### Brief
Transcribe the entries below exactly.

### Material for this task
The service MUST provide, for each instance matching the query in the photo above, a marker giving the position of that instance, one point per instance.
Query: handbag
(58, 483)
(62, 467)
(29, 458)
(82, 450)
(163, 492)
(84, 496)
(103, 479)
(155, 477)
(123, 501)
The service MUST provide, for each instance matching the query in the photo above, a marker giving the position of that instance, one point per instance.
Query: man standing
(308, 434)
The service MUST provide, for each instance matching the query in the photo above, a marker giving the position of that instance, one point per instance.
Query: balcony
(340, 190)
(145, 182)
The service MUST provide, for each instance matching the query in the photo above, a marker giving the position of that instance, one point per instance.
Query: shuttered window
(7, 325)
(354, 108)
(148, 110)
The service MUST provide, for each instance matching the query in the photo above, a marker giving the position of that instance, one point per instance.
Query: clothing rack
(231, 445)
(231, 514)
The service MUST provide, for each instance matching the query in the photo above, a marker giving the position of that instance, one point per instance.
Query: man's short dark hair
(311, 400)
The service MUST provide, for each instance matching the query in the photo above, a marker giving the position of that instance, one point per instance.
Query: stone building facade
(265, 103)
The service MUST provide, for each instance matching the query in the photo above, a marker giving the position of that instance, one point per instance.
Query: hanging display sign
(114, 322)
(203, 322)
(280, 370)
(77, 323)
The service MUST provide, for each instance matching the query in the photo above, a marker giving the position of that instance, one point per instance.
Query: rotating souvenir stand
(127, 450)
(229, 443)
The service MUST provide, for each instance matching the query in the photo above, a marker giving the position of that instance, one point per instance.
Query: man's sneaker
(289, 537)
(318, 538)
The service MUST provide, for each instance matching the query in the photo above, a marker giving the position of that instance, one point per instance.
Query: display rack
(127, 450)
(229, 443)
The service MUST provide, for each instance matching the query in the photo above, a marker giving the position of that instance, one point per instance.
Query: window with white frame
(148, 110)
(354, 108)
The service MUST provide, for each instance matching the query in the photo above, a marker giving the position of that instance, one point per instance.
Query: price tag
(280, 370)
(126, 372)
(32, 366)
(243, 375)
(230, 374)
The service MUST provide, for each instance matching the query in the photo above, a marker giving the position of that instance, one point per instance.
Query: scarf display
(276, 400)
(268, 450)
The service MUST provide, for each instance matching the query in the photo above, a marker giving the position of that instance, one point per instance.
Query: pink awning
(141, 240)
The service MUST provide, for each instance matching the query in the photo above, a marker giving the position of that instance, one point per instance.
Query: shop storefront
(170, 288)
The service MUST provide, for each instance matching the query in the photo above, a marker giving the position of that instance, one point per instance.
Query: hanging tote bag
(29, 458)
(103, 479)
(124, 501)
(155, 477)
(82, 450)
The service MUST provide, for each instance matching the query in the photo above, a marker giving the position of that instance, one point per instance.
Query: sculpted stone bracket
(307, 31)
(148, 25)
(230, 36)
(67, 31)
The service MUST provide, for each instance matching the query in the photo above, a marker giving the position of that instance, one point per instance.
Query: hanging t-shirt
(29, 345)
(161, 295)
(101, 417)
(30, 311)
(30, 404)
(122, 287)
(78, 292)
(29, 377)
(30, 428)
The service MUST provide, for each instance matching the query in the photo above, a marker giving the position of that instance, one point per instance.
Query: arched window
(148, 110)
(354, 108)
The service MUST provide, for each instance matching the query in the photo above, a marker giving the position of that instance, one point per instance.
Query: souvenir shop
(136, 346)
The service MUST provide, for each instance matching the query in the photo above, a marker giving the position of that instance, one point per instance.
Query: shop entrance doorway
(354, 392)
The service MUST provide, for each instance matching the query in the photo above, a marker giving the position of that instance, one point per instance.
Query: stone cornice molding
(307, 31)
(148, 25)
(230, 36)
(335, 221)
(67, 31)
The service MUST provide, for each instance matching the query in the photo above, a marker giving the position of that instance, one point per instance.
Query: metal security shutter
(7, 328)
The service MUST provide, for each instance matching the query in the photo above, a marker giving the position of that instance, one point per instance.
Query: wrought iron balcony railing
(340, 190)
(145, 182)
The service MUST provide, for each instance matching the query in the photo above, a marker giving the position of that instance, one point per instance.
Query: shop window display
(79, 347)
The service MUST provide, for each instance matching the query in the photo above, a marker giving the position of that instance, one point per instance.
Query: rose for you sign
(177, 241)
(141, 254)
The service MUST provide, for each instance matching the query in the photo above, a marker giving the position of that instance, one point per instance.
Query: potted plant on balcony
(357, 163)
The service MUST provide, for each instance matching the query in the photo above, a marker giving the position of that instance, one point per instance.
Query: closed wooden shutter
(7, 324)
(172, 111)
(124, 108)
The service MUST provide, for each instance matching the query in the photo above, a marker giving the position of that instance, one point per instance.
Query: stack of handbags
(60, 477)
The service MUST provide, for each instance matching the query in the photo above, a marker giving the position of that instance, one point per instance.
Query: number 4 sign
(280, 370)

### In response
The service MUST provide, for each instance matching the query in the photo above, a marker giving the position of that instance, one point per instance.
Query: handbag
(58, 483)
(62, 467)
(29, 458)
(82, 450)
(163, 492)
(84, 496)
(103, 479)
(155, 477)
(123, 501)
The service MUST provide, for each instance matching the query in the photo above, a marker giving the position of that instance, one point per instance.
Query: man standing
(308, 434)
The service MUST provide, for each instance matching the query in the photo above, a marker giving the position of that instance, one point per instance.
Query: balcony
(340, 190)
(145, 182)
The service MUST provide, for each instance matching the query in the photo above, a marker giving the position of that instance, one point per instance.
Query: shuttered window
(7, 325)
(354, 108)
(148, 110)
The service MUST provide, for each instance matching the query in the photo above, a marker giving the position of that instance, one point per instance.
Query: clothing rack
(231, 445)
(231, 514)
The service MUST provide, for each instance matching the query in the photo above, a marker giving the position of that instance, one point per instance.
Query: man's short dark hair
(311, 400)
The service MUST provide, for each instance matching the query in the photo above, a marker giving the position of that instance, one point per instance.
Query: stone building facade
(265, 103)
The service MUST provide, for each instance matching the query in the photo above, a marker giving the position of that instance, one point per instance.
Query: hanging display sign
(114, 322)
(203, 322)
(280, 370)
(77, 323)
The service MUST provide, for each instance matching the query in the photo above, a marker giving the position of that instance, one point per instance.
Query: rotating souvenir stand
(127, 450)
(229, 443)
The service MUST provide, for each instance matching the query in the photo above, a marker giving the position of that instance, one point per instance.
Query: man's sneaker
(289, 537)
(318, 538)
The service MUST provide, for each instance matching the query in the photo above, a marker giving the position of that instance, one point per instance.
Query: display rack
(127, 450)
(229, 443)
The service MUST provide, for each instance matching the query in the photo above, a marker giving the position of that instance, one point per instance.
Query: window with white frame
(148, 110)
(354, 108)
The service MUST provide, for each instance matching the query in the photo above, a marker giving the position of that instance, one point per instance.
Query: price tag
(280, 370)
(126, 372)
(32, 366)
(243, 375)
(230, 374)
The service MUST provide, for each instance matching the query in the photo above, a marker giving the position of that instance, one point per instance.
Query: scarf display
(276, 400)
(268, 450)
The service MUST provide, for each instance matching the query in the photo above, a marker giving the position of that instance, one point per instance.
Query: pink awning
(141, 240)
The service MUST provide, for each instance matching the query in the photo above, a marker giving the position of that instance, one point per instance.
Query: shop storefront
(170, 288)
The service MUST provide, for each instance matching the query in the photo above, a marker giving the position of that instance, one point per instance.
Query: hanging tote bag
(29, 458)
(103, 479)
(124, 501)
(155, 477)
(82, 450)
The service MUST provide, for each instance matching the query in the photo above, a marker giving the position of that instance, one point per instance.
Query: sculpted stone bracket
(307, 31)
(148, 25)
(230, 36)
(67, 31)
The service MUST provide, for each instance matching the query in the photo above, a marker giving the position of that instance, one point per instance.
Query: hanging t-shirt
(29, 345)
(161, 295)
(101, 417)
(30, 311)
(30, 404)
(122, 287)
(78, 292)
(29, 377)
(30, 428)
The service MUST provide, for each instance matching the query in the photo above, a marker giving the position of that instance, one point per instance.
Query: arched window
(148, 110)
(354, 108)
The service MUST provide, for each instance matching the query in the photo above, a marker giving the position of that instance, one point per instance.
Query: souvenir shop
(136, 346)
The service MUST provide, for each instance matching the query in the photo above, a marker giving the position of that instance, one point per instance.
Query: shop entrance doorway
(354, 392)
The service MUST provide, for each instance matching the query in the photo above, a marker giving the position of that instance, one point per instance.
Query: stone cornice molding
(307, 31)
(148, 25)
(230, 36)
(335, 221)
(67, 31)
The service MUST provide, for each instance matching the query in the photo above, a marker giving the position of that instance, one point per instance.
Query: metal security shutter
(7, 328)
The service MUST provide, for each instance matching the query in the photo above, a marker giving the position of that instance, one point per instance.
Query: wrought iron balcony railing
(340, 190)
(145, 182)
The service MUST provide, for each instance matching the query in the photo above, a marker giving the position of that instance, one point per instance.
Query: shop window display
(79, 347)
The service MUST provide, for each instance matching the query in the photo above, a marker giving the position of that instance, one point per instance.
Query: rose for you sign
(177, 241)
(141, 254)
The service MUST provide, for each instance matching the query in the photo above, a marker giving the position of that instance, one point per instance.
Query: potted plant on balcony
(357, 163)
The service MUST provide, for each instance matching the query in the photo above, a marker giving the position of that instance, one point per instance.
Query: closed wooden shutter
(7, 324)
(172, 111)
(124, 108)
The service MUST provide, for each instance matching the query in the photo above, a marker giving the position of that instance, one point per instance.
Query: stack of handbags
(60, 477)
The service MUST provide, for each instance matching the query in the photo above, a marker giving the position of that instance, one point per instance.
Query: number 4 sign
(280, 370)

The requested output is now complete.